§ Task to carry out:
Copy each of the following items word for word, leaving every line as it stands.

— start Recorded data —

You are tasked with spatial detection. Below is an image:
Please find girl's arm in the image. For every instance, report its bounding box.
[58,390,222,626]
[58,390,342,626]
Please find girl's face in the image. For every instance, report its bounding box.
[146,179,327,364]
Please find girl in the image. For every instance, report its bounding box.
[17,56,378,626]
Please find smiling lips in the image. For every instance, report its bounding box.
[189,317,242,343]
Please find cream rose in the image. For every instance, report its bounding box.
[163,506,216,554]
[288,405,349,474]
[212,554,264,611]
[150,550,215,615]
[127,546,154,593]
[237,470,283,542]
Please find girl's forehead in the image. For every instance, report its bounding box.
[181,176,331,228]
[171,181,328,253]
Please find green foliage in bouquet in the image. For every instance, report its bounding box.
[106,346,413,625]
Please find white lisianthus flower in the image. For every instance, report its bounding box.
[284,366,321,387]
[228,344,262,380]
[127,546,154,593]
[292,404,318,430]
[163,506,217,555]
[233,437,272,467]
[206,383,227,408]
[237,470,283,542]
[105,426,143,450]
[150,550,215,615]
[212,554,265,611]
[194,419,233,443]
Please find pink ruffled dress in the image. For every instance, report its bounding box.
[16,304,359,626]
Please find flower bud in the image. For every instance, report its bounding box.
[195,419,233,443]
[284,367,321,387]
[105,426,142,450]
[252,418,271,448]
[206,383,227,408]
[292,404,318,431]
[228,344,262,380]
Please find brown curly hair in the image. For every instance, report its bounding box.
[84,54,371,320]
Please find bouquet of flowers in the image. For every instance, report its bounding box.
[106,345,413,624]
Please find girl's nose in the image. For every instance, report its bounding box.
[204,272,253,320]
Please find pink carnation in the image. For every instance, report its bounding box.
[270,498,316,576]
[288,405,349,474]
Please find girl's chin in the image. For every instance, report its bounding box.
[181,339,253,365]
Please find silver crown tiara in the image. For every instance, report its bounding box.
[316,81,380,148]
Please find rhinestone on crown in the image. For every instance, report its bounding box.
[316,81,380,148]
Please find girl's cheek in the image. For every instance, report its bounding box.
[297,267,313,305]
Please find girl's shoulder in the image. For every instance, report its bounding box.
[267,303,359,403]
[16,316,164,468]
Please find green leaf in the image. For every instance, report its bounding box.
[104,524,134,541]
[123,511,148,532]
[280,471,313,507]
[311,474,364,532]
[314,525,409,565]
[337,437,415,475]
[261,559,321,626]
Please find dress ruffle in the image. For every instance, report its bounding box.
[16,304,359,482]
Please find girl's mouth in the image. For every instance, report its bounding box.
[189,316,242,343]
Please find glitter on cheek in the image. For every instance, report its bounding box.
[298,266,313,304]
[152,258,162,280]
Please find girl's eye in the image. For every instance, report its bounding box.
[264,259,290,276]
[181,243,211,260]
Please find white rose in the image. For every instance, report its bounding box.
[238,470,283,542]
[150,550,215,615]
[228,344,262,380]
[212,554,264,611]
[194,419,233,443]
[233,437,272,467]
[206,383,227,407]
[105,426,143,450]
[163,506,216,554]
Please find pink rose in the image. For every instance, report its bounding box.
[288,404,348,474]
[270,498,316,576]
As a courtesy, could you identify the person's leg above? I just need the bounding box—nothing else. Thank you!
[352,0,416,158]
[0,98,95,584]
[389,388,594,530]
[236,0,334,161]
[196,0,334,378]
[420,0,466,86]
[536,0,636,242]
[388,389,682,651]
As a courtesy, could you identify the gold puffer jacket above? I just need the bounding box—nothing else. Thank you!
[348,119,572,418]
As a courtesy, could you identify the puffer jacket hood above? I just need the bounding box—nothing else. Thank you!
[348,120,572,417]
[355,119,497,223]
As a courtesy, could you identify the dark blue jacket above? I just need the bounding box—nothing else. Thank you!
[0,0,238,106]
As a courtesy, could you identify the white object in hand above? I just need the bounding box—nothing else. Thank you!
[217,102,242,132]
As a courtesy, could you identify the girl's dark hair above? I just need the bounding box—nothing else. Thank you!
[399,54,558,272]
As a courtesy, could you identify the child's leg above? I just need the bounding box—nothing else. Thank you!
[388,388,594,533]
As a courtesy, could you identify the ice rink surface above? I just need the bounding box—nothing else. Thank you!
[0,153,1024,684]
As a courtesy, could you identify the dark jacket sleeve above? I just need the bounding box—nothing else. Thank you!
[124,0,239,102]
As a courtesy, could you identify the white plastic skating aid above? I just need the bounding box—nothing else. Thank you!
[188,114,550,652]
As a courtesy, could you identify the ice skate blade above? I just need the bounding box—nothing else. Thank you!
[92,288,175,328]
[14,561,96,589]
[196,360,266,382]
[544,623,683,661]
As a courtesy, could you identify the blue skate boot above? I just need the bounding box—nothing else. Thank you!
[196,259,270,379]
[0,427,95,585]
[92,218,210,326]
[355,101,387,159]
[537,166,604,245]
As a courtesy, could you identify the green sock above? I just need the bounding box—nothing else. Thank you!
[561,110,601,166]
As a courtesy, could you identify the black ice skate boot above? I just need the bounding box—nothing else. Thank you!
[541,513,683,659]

— end Recorded data —

§ Answer for the task:
You are tasked with spatial detection. Below is an image:
Please find girl's arm in the image. For every instance, report its bounding box.
[58,390,222,626]
[58,390,342,626]
Please find girl's face in the image. For every instance, report its bounding box.
[146,179,327,364]
Please find girl in the image. For every instance, report its bounding box.
[17,56,378,626]
Please find smiling lips in the image. For every instance, report its bounding box.
[189,317,242,343]
Please find cream rose in the image. For every instance, report its bounding box.
[163,506,216,554]
[288,405,349,474]
[212,554,264,611]
[150,550,215,615]
[127,546,154,593]
[237,470,283,542]
Please find girl's forehead in the image. For every instance, report its bounding box.
[181,176,331,228]
[171,181,328,253]
Please find green foliage in bouquet in the image. For every instance, report its bounding box.
[106,346,413,625]
Please find white lisianthus flower in the image. For every instance, report its bounding box.
[284,366,321,387]
[228,344,262,380]
[127,546,154,593]
[292,404,318,430]
[163,506,217,555]
[233,437,272,467]
[206,383,227,408]
[237,470,283,542]
[105,426,143,450]
[150,550,215,615]
[212,554,265,611]
[194,419,233,443]
Please find pink ruffled dress in the image. For every instance, report its bounding box.
[16,304,359,626]
Please find flower bud in the image. For every instance, report its bounding box.
[195,419,233,443]
[284,367,321,387]
[105,426,142,450]
[252,418,271,448]
[206,383,227,408]
[292,404,318,431]
[228,344,262,380]
Please find brown curly hair in the image. For every instance, report its bounding box.
[84,54,371,320]
Please find bouquet of flowers in the image. For every instance, report its bounding box.
[106,345,413,624]
Please find girl's nose in the image. For every instance, report its bounding box.
[204,272,253,320]
Please find pink carnation in the image. For every instance, report its bounding box.
[270,498,316,576]
[288,405,349,474]
Please find girl's chin in the image. For every instance, report its bounding box.
[181,339,253,365]
Please find silver crown tiara in the image. For every instance, report its bounding box.
[316,81,380,148]
Please find rhinestone on crown in the image. For every instance, report its bounding box.
[316,81,380,148]
Please find girl's cheek in the image. For every instance, report its bounding box.
[297,267,313,305]
Please find girl's shoulder in the image. For every instance, report its bounding box.
[267,303,359,403]
[16,316,164,468]
Please find green leaf in the image. For every instance, report its bounding box.
[104,524,134,541]
[123,511,148,532]
[280,471,313,507]
[311,474,364,532]
[314,525,409,565]
[337,437,415,475]
[261,559,321,626]
Please find dress ruffle in the image. For every instance, report its bounding box.
[16,304,359,482]
Please find girl's mouth in the image. For every instance, report its bounding box.
[189,316,242,343]
Please find glitter on cheek in the image. For every instance, report its bounding box.
[298,266,313,304]
[152,258,162,280]
Please find girl's eye in the image. For every instance, report its bounding box.
[264,259,290,276]
[181,243,211,260]
Please find white rose in the image. For every instance, report its bounding box.
[238,470,283,542]
[150,550,215,615]
[228,344,262,380]
[212,554,264,611]
[194,419,233,443]
[233,437,272,467]
[206,383,227,407]
[105,426,143,450]
[163,506,216,554]
Please find pink rose in the image. For every instance, report its bounding box.
[288,404,348,474]
[270,498,316,576]
As a courtesy, could you identify the person's leg above? I just need the bounding box—nothing else. Thank you!
[352,0,416,158]
[0,98,95,584]
[389,388,594,530]
[236,0,334,161]
[196,0,334,378]
[420,0,466,86]
[536,0,636,242]
[388,389,682,651]
As a courtesy, could you identify the gold puffer jacket above? I just need the bounding box—nothing else. Thank you!
[348,119,572,418]
As a courtesy, could you identify the puffer jacket hood above? I just need the bounding box—nothing else. Thank you!
[348,120,572,417]
[355,119,497,223]
As a courtesy, could you identify the dark blue jacket above? I just need the bounding box—nothing else. Thank you!
[0,0,238,106]
As a courtesy, could you identify the white object in hand above? I just need the bounding box—nothing else. Thank you!
[217,102,242,132]
As a courtesy, could you identify the girl's dark hair above? I just need the bounding box—nothing else. Thank you!
[399,54,558,272]
As a courtesy, could you identify the child's leg above? I just need the bounding box—nothing else. Thank you!
[388,388,594,533]
As a courtesy, could you identify the ice rink surface above? I just need the bounding box—nothing else. Thank you!
[0,153,1024,684]
As a courtesy, could you identify the dark jacket sleeve above? I just need the bounding box—nothing else. Thank you!
[124,0,239,102]
As a courtesy, could you identify the white plastic skating aid above? I just need the bounding box—nothing else. Thank you!
[188,114,550,652]
As a courtesy, could you identify the ice skate blade above? I just need the bounding box—nothing else. Thank you!
[92,288,175,328]
[14,561,96,589]
[196,360,266,382]
[544,623,683,661]
As a courtesy, could you identify the blue skate boot above? I just need the bounding box—nothing else. Thank you!
[196,259,270,379]
[0,427,95,585]
[92,218,210,326]
[355,101,387,159]
[537,166,604,245]
As a courtesy, could you identify the green sock above? I just need the bounding box—nothing else. Thank you!
[561,110,601,166]
As a courtesy, could you identify the black ice skate boot above? I just need the bounding box—nothing else. Thank you!
[541,513,683,659]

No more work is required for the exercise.